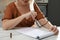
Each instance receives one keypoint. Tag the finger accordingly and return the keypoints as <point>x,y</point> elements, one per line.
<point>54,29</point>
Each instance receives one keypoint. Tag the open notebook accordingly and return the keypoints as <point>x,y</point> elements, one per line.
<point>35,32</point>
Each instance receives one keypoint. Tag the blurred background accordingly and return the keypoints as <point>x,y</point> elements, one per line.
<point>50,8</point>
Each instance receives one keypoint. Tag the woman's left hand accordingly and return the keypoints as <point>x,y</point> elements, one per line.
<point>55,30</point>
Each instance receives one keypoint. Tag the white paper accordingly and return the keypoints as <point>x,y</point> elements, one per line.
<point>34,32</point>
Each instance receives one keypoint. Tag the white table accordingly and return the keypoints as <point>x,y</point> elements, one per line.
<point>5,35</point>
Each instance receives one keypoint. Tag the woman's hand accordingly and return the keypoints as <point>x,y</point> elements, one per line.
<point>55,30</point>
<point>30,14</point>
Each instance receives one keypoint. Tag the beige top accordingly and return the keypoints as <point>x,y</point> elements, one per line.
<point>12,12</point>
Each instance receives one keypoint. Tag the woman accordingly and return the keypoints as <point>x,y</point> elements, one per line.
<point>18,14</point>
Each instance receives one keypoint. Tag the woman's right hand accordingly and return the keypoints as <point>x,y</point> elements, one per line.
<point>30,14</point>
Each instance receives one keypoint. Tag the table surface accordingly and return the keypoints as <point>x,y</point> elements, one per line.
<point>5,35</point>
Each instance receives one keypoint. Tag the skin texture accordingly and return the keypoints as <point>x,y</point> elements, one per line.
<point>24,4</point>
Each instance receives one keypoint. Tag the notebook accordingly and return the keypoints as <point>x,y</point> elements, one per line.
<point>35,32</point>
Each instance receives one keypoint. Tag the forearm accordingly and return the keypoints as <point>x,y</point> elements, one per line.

---

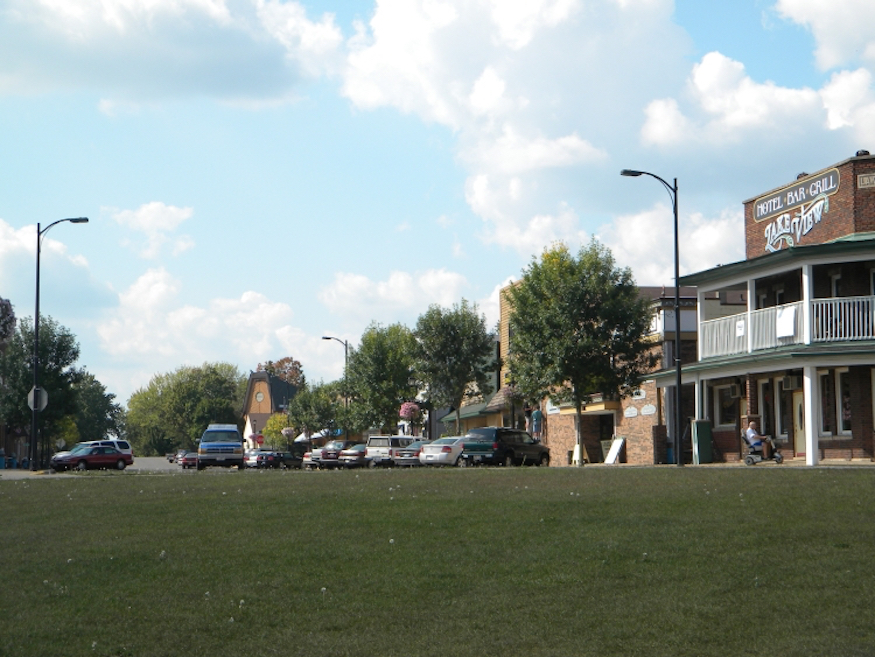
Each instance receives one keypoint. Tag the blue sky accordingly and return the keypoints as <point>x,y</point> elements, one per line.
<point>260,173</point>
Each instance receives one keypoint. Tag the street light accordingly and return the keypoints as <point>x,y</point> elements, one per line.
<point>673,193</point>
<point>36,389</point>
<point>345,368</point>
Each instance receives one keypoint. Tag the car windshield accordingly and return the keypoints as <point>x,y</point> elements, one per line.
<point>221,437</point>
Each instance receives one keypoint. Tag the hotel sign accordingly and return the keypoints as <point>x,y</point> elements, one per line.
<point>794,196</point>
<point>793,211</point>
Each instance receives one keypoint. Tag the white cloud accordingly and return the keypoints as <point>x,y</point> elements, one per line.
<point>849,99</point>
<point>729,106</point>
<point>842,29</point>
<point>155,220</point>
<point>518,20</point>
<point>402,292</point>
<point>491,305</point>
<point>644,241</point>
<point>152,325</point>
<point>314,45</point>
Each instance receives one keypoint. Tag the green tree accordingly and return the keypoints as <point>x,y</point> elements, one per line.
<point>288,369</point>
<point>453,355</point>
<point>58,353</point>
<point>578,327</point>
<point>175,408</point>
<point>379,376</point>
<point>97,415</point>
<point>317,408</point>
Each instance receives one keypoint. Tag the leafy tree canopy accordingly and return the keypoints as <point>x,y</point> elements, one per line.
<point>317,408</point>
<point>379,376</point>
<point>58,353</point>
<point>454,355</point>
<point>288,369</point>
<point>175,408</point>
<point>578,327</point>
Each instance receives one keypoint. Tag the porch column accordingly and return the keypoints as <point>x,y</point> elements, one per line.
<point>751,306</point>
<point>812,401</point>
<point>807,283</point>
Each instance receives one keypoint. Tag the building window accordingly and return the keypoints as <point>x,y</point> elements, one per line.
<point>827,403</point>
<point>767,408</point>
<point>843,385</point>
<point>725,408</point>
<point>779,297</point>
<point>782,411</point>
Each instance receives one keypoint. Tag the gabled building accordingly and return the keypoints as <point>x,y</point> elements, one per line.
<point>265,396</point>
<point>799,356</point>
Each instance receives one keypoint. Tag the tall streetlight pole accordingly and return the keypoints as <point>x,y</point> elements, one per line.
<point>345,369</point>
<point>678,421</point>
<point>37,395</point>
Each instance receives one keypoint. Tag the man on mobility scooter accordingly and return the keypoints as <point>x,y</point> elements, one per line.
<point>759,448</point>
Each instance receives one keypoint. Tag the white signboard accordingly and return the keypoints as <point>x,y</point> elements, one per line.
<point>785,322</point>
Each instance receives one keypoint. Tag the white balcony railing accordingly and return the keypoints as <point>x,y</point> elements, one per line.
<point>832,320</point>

* * *

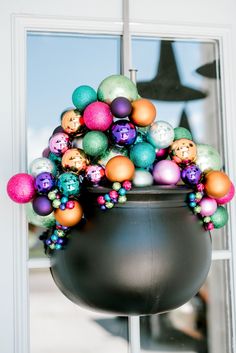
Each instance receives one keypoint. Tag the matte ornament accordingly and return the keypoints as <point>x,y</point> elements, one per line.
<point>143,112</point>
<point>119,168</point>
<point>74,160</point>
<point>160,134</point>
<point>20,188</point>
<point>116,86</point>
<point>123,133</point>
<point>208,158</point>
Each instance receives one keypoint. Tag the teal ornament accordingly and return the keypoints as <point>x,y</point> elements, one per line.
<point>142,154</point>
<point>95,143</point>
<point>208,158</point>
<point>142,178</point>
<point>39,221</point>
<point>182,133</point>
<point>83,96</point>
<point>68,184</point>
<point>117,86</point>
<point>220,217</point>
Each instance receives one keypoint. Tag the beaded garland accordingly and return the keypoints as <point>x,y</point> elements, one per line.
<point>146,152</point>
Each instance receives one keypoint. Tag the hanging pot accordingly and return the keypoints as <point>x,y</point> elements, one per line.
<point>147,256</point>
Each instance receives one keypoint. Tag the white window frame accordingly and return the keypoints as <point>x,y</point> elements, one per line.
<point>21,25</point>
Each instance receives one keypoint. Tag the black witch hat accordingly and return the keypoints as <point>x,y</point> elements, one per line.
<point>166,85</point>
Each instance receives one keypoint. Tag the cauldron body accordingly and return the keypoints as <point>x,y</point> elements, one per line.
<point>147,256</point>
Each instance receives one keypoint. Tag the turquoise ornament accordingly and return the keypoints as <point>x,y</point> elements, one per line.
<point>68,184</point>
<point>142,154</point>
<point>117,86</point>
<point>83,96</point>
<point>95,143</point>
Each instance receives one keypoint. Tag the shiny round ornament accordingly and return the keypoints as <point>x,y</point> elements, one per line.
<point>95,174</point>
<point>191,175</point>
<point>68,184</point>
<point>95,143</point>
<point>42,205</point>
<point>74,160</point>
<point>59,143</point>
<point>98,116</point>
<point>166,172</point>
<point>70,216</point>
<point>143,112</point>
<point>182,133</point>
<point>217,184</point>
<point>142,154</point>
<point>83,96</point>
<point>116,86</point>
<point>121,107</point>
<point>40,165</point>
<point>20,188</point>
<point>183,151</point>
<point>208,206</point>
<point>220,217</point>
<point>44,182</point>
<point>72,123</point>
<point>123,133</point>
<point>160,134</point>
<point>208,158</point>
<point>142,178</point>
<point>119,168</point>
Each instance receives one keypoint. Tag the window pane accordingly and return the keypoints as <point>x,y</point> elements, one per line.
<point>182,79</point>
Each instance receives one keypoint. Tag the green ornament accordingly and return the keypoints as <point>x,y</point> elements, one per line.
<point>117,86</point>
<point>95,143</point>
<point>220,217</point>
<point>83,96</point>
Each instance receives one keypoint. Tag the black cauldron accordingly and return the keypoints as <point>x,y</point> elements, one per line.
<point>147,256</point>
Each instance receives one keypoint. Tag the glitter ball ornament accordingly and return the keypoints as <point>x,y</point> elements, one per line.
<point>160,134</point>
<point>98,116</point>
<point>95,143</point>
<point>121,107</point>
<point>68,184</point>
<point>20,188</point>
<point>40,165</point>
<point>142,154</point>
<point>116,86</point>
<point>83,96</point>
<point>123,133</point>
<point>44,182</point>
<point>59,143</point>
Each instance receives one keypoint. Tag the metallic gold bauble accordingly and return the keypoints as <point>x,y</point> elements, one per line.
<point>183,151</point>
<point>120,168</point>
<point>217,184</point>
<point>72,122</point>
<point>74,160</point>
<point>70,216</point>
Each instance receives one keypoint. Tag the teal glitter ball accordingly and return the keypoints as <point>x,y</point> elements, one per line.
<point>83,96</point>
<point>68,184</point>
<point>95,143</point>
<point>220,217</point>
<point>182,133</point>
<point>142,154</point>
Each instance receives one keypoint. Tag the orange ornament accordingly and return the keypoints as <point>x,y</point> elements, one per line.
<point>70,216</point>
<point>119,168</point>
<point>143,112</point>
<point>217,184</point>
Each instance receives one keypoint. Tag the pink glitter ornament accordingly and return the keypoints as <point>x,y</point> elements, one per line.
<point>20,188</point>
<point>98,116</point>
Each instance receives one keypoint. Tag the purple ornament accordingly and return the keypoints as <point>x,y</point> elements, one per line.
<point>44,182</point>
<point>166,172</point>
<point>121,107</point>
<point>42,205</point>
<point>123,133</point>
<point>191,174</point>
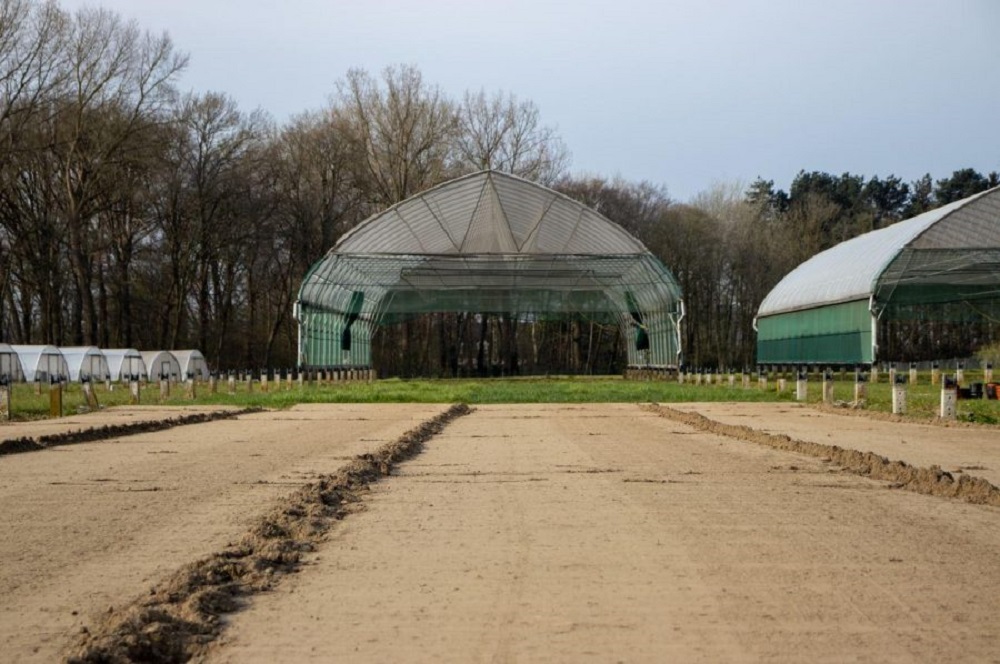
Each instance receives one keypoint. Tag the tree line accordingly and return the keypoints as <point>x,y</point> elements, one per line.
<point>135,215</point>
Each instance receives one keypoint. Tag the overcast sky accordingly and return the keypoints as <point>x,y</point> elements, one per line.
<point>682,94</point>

### What you should do
Please find every row above that contains the string "teal" and copy each one out in full. Case counts when matching.

### Exercise response
Each instance receives one keypoint. Tag the teal ornament accordingly and return the keypoints as <point>x,y</point> elements, one per line.
Each instance receives one keypoint. Tag the teal glitter ball accordingly and return the keypoints as <point>x,y</point> elements, one per line.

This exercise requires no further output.